** Zu erledigen **
#1 Gib den Abschnitt aus dem Interview über den Kreuzfahrtprotest in Kiel wortgetreu wieder, beginnend bei „Die Kreuzfahrtunternehmen zahlen“ und endend bei „Kosten der Umwelt.“.
#2 Beantworte die folgenden Fragen zum Interview über den Kreuzfahrtprotest in Kiel und kennzeichne die Antworten ebenso mit (a), (b) und (c).
(a) Welche Gruppe stand hinter der Blockade Mitte Juni?
(b) Wie viele Personen werden am Samstag ungefähr aus- und einsteigen?
(c) Wo beginnt der geplante Umzug, und wo endet er?

** Textausschnitt **
________________________

Bild: Ausgebeutetes Personal, versaute Umwelt: In Kiel formiert sich Protest ge…
taz: Herr Zimmermann, die Kieler Initiative „Kreuzfahrt nirgendwo“ plant am
Samstag eine Demonstration – offiziell und angemeldet. Mitte Juni kam es
dort schon mal zu einer nicht angemeldeten Blockade-Aktion: Mehrere Stunden
lang wurde das Auslaufen eines Kreuzfahrtschiffes verhindert, die
Aufmerksamkeit war hoch, und das sogar bundesweit. Warum der
Strategiewechsel?
Florian Zimmermann: Hinter der Blockade stand die Gruppe „Smash
cruiseshit“. Unsere Initiative hält so eine Form des Protestes für wichtig,
um Aufmerksamkeit zu erzielen, aber wir waren nicht an der Aktion
beteiligt. Daher ist die angemeldete Demo kein Strategiewechsel, eher eine
Weiterentwicklung.
Inwiefern?
Bisher haben wir örtlich begrenzte Kundgebungen gemacht und die Touristen
direkt angesprochen. Jetzt planen wir einen Umzug vom Hauptbahnhof über
zwei Reisebüros bis zum Kai. Zudem haben wir ein größeres Bündnis
geschlossen und demonstrieren gemeinsam mit dem Nabu Kiel, BUND
Schleswig-Holstein, Greenpeace Kiel und TKKG, der Turboklimakampfgruppe.
Wir sind viele, und das freut uns natürlich.
Am Samstag liegen drei Schiffe im Hafen, rund 25.000 Personen werden aus-
und einsteigen. Selbst wenn es gut läuft, dürfte der Protest dagegen
zahlenmäßig mickrig aussehen.
Ja, das ist eine wirklich hohe Zahl. Aber eben das finden wir passend. Auf
diese Weise können wir viele Menschen erreichen und den Wahnsinn
klarmachen, für den dieser Massentourismus steht.
Wen wollen Sie mit der Demo ansprechen?
Das Ziel ist wie bei den früheren Kundgebungen, mit den Passagieren ins
Gespräch zu kommen und darüber hinaus möglichst breit zu informieren,
welche Probleme Kreuzfahrten verursachen. Es geht um den Umweltaspekt, aber
auch um die sozialen Aspekte für die Beschäftigten. Außerdem kritisieren
wir die Steuervermeidung, die die Kreuzfahrtkonzerne betreiben.
Woran machen Sie die fest?
Die Kreuzfahrtunternehmen zahlen fast keine Steuern, beuten ihre
Beschäftigten aus und schädigen die Umwelt. Der neueste Hammer ist, dass
Betriebe demnächst von der Energie-Umlage befreit werden, wenn sie
Landstrom nutzen. Damit werden sie mit der Bahn gleichgestellt, die wir für
die Verkehrswende dringend brauchen. Aber bei Kreuzfahrten geht es nicht um
notwendige Mobilität, sondern um Freizeitvergnügen auf Kosten der Umwelt.
Apropos Landstrom. Kiel hat sich selbst zum Klimanotstandsgebiet erklärt,
die Politik verweist unter anderem auf die Versorgung von
Kreuzfahrtschiffen mit Landstrom, um Emissionen zu senken. Ein richtiger
Schritt?

________________________

** Datenauszug **
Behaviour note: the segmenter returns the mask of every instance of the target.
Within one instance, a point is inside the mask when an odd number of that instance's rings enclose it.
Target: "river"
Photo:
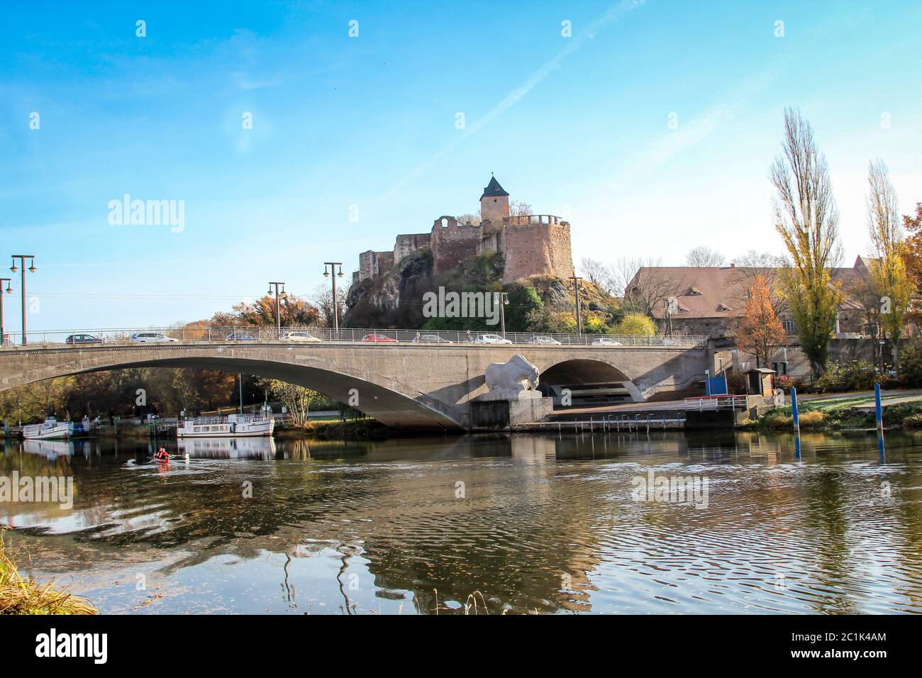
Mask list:
[[[113,613],[922,612],[922,434],[166,446],[7,441],[74,479],[0,502],[22,569]]]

________________________

** Ergebnisse je Aufgabe **
#1
Die Kreuzfahrtunternehmen zahlen fast keine Steuern, beuten ihre
Beschäftigten aus und schädigen die Umwelt. Der neueste Hammer ist, dass
Betriebe demnächst von der Energie-Umlage befreit werden, wenn sie
Landstrom nutzen. Damit werden sie mit der Bahn gleichgestellt, die wir für
die Verkehrswende dringend brauchen. Aber bei Kreuzfahrten geht es nicht um
notwendige Mobilität, sondern um Freizeitvergnügen auf Kosten der Umwelt.

#2
(a) Hinter der Blockade stand die Gruppe „Smash cruiseshit“.
(b) Am Samstag werden rund 25.000 Personen aus- und einsteigen.
(c) Der Umzug beginnt am Hauptbahnhof und endet am Kai.